I wanted to add some of the powders that I see some youtubers use but since it's not a have to have item I skipped it so I could spend more on the light etc. I have done a lot of research and the below link was my inspiration for this whole thing. These guys are the gods (imo) to planted tanks. Not up to Takashi Amano's level but I'd say just below. I've put in a lot of hours drooling over their videos.

https://www.youtube.com/channel/UC_r2NYCo35CKai3ZMfXyASw

Here is a link to the substrate supports that I've seen used. 

TGM Substrate Supports

I'm trying to think of a DIY for those.

EDIT: 
https://www.youtube.com/watch?v=IozJ-FzFvJk

Easy enough!


----------



## jwd911 (Apr 18, 2016)

I got my substrate and rock put in and did a couple of water changes and my ph is a whopping 8.4!!!! blahhhh! I checked the ph out of the tap and it's a high 7. My Fluval Fresh and Plant 2.0 comes in tonight and my plants come in Friday or Saturday. Are they going to live in that water???


----------



## jwd911 (Apr 18, 2016)

I started my heater yesterday and got to work this morning and this huge white cloud took over my tank. It was perfectly clear yesterday. The filter hasn't been started yet. I just started that and unboxed/hooked up the light. I've had white clouds with water changes in the past but never when I started the tank. Any ideas?? I sure hope this rock is right. That could be why my pH is sky high.

EDIT: Water test.


----------



## roadmaster (Nov 5, 2009)

According to test in photo pH is not high at all.
White cloud in my view is likely bacteria bloom,that will go away as the tank matures over next several week's.
Water changes and or Carbon will have little affect on it and best to just wait it out while planting the plant's.(lot's).


----------



## jwd911 (Apr 18, 2016)

roadmaster said:


> According to test in photo pH is not high at all.
> White cloud in my view is likely bacteria bloom,that will go away as the tank matures over next several week's.
> Water changes and or Carbon will have little affect on it and best to just wait it out while planting the plant's.(lot's).

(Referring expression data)

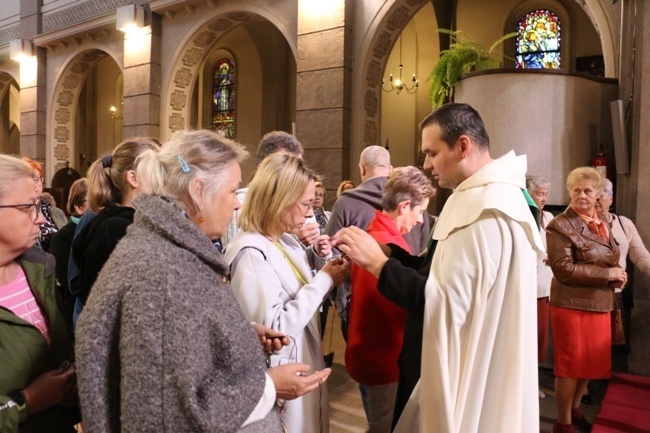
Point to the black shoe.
(329, 359)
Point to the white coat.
(479, 351)
(270, 293)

● PARTS OF THE EXERCISE
[A] Name the pieces of equipment that, according to the planted tank forum thread's post about the white cloud, were started, unboxed or hooked up.
[B] Write the next part of the planted tank forum thread, picking up after the reply that quotes roadmaster.

● OUTPUTS IN ORDER
[A]
- Heater
- Filter
- Light

[B]
Can you believe that it went from 8+ to 6 in 24 hours???? The only difference was turning the heater on and topping off the last 1 to 2 inches of water with drinking water. Also, I just got that light in last night and set it up this morning. The light was dimmed down all the way in that picture and I didn't know it. It is wayyyyy brighter than that. I'll post another picture when it clears up. It's already gotten a lot better since I fired up the canister filter.

All of my plants came in!


----------



## Seattle_Aquarist (Jun 15, 2008)

jwd911 said:


> I started my heater yesterday and got to work this morning and this huge white cloud took over my tank. It was perfectly clear yesterday. The filter hasn't been started yet. I just started that and unboxed/hooked up the light. I've had white clouds with water changes in the past but never when I started the tank. Any ideas?? I sure hope this rock is right. That could be why my pH is sky high.
> 
> EDIT: Water test.


Hi jwd911,
It is not uncommon for new tanks with new substrate will go through a bacteria bloom; no beneficial bacteria and micro-organisms to keep the bacteria in check. It sometimes takes a few days to clear....keep the filter running.

I like the light, look forward to some shots with it a full brightness and when you adjust the blues and reds.


----------



## roadmaster (Nov 5, 2009)

My only concern would be the drop from pH of 8+ overnight, to 6.
Perhaps clay from fluorite ,and or any peat that the soil might contain is somehow adsorbing carbonates.I am not sure this would happen that quickly.
While this would be of no mind for plant's,I would be concerned from fish perspective with the sudden change from source water with pH of 8 + at weekly water change down to pH of 6 that quickly.
While fishes can handle gradual shift's that take place each day,they may or may not appreciate this sudden change overnight.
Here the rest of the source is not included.